---------- Record list

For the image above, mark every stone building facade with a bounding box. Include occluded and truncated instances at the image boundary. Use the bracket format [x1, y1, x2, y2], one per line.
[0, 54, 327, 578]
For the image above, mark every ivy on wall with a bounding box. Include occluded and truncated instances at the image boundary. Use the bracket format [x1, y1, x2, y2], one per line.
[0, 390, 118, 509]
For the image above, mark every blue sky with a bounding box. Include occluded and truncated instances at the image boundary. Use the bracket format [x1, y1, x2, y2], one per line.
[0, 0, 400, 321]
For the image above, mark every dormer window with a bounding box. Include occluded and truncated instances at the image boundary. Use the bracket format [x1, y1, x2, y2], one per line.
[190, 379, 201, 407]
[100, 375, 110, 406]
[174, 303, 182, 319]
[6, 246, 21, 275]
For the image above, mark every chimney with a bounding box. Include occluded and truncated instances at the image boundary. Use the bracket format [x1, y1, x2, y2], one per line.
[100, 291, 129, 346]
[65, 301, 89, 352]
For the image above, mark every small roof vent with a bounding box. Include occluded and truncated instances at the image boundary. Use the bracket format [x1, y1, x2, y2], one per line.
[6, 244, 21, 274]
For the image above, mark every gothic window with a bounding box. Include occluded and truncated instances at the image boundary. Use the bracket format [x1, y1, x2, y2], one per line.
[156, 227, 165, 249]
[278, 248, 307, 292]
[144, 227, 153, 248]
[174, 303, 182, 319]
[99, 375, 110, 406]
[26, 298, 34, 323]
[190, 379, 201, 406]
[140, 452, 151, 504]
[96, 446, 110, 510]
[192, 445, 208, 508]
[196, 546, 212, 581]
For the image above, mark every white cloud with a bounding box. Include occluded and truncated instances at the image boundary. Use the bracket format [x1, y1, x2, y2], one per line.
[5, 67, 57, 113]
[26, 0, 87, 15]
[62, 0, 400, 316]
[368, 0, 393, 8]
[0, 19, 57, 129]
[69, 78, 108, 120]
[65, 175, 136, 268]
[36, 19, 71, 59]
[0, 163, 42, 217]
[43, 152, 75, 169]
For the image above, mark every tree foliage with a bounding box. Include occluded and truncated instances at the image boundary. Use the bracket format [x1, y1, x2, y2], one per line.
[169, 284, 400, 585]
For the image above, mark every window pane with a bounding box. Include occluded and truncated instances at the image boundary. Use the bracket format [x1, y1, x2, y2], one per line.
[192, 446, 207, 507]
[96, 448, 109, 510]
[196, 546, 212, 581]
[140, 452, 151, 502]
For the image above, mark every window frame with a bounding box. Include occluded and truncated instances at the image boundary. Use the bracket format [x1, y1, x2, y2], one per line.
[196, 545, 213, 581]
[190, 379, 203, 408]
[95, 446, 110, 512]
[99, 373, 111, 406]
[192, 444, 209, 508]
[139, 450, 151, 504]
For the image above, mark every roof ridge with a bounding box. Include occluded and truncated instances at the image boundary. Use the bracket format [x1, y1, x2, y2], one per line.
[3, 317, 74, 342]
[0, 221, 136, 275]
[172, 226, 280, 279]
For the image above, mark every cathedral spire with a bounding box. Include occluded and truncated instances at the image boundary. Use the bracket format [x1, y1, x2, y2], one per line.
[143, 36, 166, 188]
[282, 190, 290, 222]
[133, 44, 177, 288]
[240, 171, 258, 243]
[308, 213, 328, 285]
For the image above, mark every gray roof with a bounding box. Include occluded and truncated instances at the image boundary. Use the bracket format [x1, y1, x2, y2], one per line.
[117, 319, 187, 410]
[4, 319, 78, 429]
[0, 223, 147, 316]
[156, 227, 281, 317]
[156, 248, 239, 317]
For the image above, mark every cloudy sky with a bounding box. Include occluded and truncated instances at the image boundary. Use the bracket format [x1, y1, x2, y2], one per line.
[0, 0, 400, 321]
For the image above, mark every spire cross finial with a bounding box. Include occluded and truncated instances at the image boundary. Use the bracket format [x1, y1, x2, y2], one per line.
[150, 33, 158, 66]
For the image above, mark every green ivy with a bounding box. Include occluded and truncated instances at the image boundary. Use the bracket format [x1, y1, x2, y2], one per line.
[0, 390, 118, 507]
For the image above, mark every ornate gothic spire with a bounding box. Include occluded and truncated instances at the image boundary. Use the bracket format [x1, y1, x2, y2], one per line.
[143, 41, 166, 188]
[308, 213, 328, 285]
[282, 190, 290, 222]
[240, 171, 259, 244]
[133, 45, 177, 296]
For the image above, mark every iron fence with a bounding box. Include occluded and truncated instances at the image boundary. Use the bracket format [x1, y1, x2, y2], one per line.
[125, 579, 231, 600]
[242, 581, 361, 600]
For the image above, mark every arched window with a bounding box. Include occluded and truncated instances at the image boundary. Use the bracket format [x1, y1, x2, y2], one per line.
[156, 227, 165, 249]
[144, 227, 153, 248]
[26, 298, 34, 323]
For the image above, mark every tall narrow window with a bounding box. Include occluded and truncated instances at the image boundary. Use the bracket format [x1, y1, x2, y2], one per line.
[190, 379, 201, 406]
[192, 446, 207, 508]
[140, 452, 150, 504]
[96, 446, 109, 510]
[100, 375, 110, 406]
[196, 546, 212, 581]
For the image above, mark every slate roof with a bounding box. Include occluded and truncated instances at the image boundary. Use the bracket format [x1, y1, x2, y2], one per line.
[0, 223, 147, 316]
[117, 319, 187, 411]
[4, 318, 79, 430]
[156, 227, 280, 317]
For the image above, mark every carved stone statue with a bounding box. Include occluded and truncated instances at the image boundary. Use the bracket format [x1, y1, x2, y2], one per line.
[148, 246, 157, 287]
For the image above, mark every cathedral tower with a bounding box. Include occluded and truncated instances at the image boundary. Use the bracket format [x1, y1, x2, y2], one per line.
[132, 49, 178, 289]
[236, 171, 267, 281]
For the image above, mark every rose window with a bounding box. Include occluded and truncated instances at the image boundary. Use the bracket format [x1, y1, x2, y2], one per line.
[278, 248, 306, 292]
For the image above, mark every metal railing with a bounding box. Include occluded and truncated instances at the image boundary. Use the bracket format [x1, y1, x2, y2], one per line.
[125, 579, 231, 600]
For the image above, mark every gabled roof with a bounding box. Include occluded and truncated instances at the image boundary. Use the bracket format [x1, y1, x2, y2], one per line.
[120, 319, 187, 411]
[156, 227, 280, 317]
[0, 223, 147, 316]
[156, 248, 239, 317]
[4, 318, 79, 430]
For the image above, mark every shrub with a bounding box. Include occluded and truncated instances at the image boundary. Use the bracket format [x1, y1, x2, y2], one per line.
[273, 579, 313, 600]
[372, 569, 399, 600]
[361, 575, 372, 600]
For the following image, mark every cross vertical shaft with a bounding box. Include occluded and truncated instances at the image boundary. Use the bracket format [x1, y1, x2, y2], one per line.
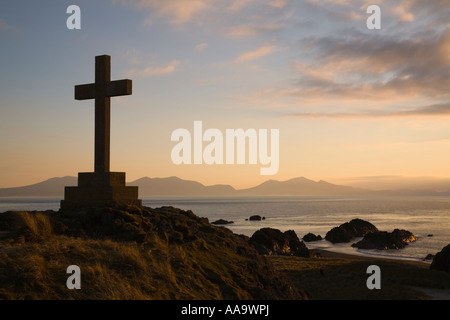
[75, 55, 132, 174]
[94, 56, 111, 173]
[61, 55, 142, 210]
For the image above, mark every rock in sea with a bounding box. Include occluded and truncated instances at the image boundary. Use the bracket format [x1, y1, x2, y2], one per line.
[430, 244, 450, 272]
[325, 219, 378, 243]
[302, 232, 322, 242]
[352, 229, 416, 250]
[249, 228, 310, 257]
[211, 219, 234, 225]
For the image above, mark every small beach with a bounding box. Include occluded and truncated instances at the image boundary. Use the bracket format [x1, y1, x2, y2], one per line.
[269, 249, 450, 300]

--------------------

### [Exercise task]
Change "bracket format" to "coordinate format" everywhere it occurs in the items and leave everything else as it is. Reproduce all the items in full, but leave out the pictures.

### [The output]
For the image above, mark every stone building facade with a bounding box. Include occluded and truncated instances at the image boundary. Use the coordinate format [x1, y1, x2, y2], one per line.
[0, 54, 327, 578]
For the image above, mark every ivy on wall with a bounding box. Include occluded and truncated instances at the image boundary. Use the coordinate format [x1, y1, x2, y2], one per line.
[0, 390, 118, 509]
For the image above, mark every blue sky with a bounding box. Include occluded and truncated instances at the image boundary. Use the coordinate format [x1, y1, x2, y2], one per line.
[0, 0, 400, 321]
For the image above, mark every dormer window with a bounding box. Include occluded and truncated instances at the image boundary. Use the coordinate format [x1, y1, x2, y2], one per line.
[190, 379, 201, 407]
[100, 375, 110, 406]
[174, 303, 182, 319]
[6, 246, 21, 275]
For the image above, mark every chimney with a bounding box. Include occluded and truncated instances at the image boundary. Use the coordinate format [x1, y1, x2, y2], one per line.
[100, 291, 129, 346]
[65, 301, 89, 352]
For the image above, mark every small roof vent with a bounding box. Include occluded and truncated instances at the image boundary. Use the coordinate format [x1, y1, x2, y2], one per line.
[6, 244, 21, 274]
For the image above, mark every gothic window with a bounding box. Include occluded and truncated instances at the image boundary. Use the coordinate format [x1, y1, x2, y2], one per line.
[156, 227, 165, 249]
[278, 248, 307, 292]
[144, 227, 153, 248]
[174, 303, 182, 319]
[99, 375, 110, 406]
[26, 298, 34, 323]
[190, 379, 201, 406]
[140, 452, 151, 504]
[96, 446, 110, 510]
[192, 445, 208, 508]
[196, 546, 212, 581]
For the image above, mark every white cloud with a bounding box. Include occluded and truncated instances at the image boundary. Use the coordinate format [x1, y1, x2, y2], one per line.
[5, 67, 57, 113]
[26, 0, 87, 15]
[62, 0, 400, 316]
[368, 0, 393, 8]
[0, 19, 57, 129]
[69, 78, 108, 120]
[65, 175, 136, 268]
[36, 19, 71, 59]
[0, 163, 42, 217]
[43, 152, 75, 169]
For the image above, mark every tree foliage with a bounding box. Include occluded and truncated instances at the image boundary. Use the coordinate format [x1, y1, x2, y2], one per line.
[169, 284, 400, 585]
For the image above, mark every window pane with a bounding box. Include occluded and truncated instances at the image boundary. Use the coordinate format [x1, y1, x2, y2], one per line.
[192, 446, 207, 507]
[96, 448, 109, 510]
[196, 546, 212, 581]
[140, 452, 151, 502]
For the image above, mark every window frame with a bounding box. Include occluded and truncated instances at the image boundary. Use the coordinate format [x1, y1, x2, y2], one per line.
[196, 545, 213, 581]
[190, 379, 203, 408]
[95, 446, 110, 512]
[99, 373, 111, 406]
[192, 444, 209, 508]
[139, 450, 151, 504]
For the image above, mark every roof ridge with a bounding box. Include occluded and truncated instances at the image boundary. Use the coordinate format [x1, y1, x2, y2], one per line.
[3, 317, 74, 342]
[0, 221, 136, 275]
[172, 226, 280, 279]
For the image above, mark every cathedral spire with a bounding box. Include occluded and truncated instances at the image boundary. Use the coordinate format [x1, y1, x2, y2], one per line.
[143, 36, 166, 188]
[282, 190, 290, 222]
[133, 44, 177, 288]
[240, 171, 258, 243]
[308, 213, 328, 285]
For the image above, mark every gray roof with a bounding box. Include occluded and truncated instances at the image boundary. Use the coordinate format [x1, y1, x2, y2], one per line.
[117, 319, 187, 410]
[4, 319, 78, 429]
[0, 223, 147, 316]
[156, 227, 281, 317]
[156, 248, 239, 317]
For the image above, mark every cloudy sky with a bounding box. Include occluded and truncated instances at the image boundary. Use the coordinate format [x1, y1, x2, y2], one per line.
[0, 0, 400, 321]
For the image above, mark every spire cross finial with a bounding box. Include occluded and truncated instances at the image boundary. Use the coordinate format [x1, y1, x2, y2], one per line.
[150, 33, 158, 66]
For the image above, mark every green ivy with a bounding box. Include occluded and truncated instances at the image boundary. Use the coordinate format [x1, y1, x2, y2], one per line.
[0, 390, 118, 507]
For the image above, mark every ornate gothic spire with a bounding box. Include occluded and truncated instances at the image boundary. Use the coordinate format [x1, y1, x2, y2], one per line.
[143, 41, 166, 188]
[308, 213, 328, 285]
[282, 190, 290, 222]
[240, 171, 259, 244]
[133, 45, 177, 296]
For the image above, mark every iron fence with a bounding box. Include occluded and truncated instances at the image boundary. Use the coordinate format [x1, y1, x2, y2], one per line.
[125, 579, 231, 600]
[242, 581, 361, 600]
For the image above, mark every arched window with a bounding box. Include occluded and truncated instances at the image boundary. Use the coordinate format [x1, y1, x2, y2], one per line.
[156, 227, 165, 249]
[144, 227, 153, 248]
[26, 298, 34, 323]
For the image above, mark every tall narrow window with a bounding box. Include occluded and truncated instances at the image boundary. Use the coordinate format [x1, y1, x2, y2], one per line.
[190, 379, 201, 406]
[192, 446, 207, 508]
[140, 452, 150, 504]
[96, 446, 109, 510]
[100, 375, 110, 406]
[196, 546, 212, 581]
For the image above, mark every slate roof with a bounding box. Include occluded and truncated instances at the image boundary. Use the coordinate format [x1, y1, x2, y2], one per line.
[0, 223, 147, 316]
[117, 319, 187, 411]
[4, 318, 79, 430]
[156, 227, 280, 317]
For the image above, mark every carved stone statue with a bounding box. Include occluded and truncated instances at the image boundary. Use the coordinate format [x1, y1, x2, y2], one per line.
[148, 246, 157, 287]
For the image above, mark every cathedral tower with a bounding box. Include occluded and truncated instances at the image boundary. Use the coordinate format [x1, y1, x2, y2], one per line.
[132, 49, 178, 289]
[236, 171, 267, 281]
For the image above, mark every rose window with a bounding box. Include occluded and truncated instances at the image boundary. Use the coordinate format [x1, y1, x2, y2], one per line.
[278, 248, 306, 292]
For the image above, mark every metal railing with a bounding box. Include occluded and truncated instances at the image boundary. Use the coordinate format [x1, y1, x2, y2], one per line.
[125, 579, 231, 600]
For the image above, mark every gabled roof with a bounding box. Include occluded and truncated instances at the image boundary. Use the coordinate format [x1, y1, x2, y2], one per line.
[120, 319, 187, 411]
[156, 227, 280, 317]
[0, 223, 147, 316]
[156, 248, 239, 317]
[4, 318, 79, 430]
For the image above, mark every shrub with a bounding box. Include occluded and truncated instances at the image boundary. Use the coordinate format [x1, y1, x2, y2], one per line.
[273, 579, 313, 600]
[372, 569, 399, 600]
[361, 575, 372, 600]
For the following image, mark every cross vertical shaft with a bounding box. Include occluded and truncated instances at the image boundary. Use the coordinate format [x1, y1, x2, y2], one per line.
[75, 55, 132, 174]
[94, 56, 111, 173]
[61, 55, 142, 210]
For the image above, mark every rock in sea with a bounding box. Include occluded and truncated instances at the image boundary. Use the coordinate format [x1, y1, x2, y2], one per line.
[430, 244, 450, 272]
[325, 219, 378, 243]
[302, 232, 322, 242]
[352, 229, 416, 250]
[249, 228, 310, 257]
[211, 219, 234, 225]
For the image above, mark every small beach with a bounding box. Include occluded and truncated instances at the image boundary. Use the coordinate format [x1, y1, x2, y2], one per line.
[269, 249, 450, 300]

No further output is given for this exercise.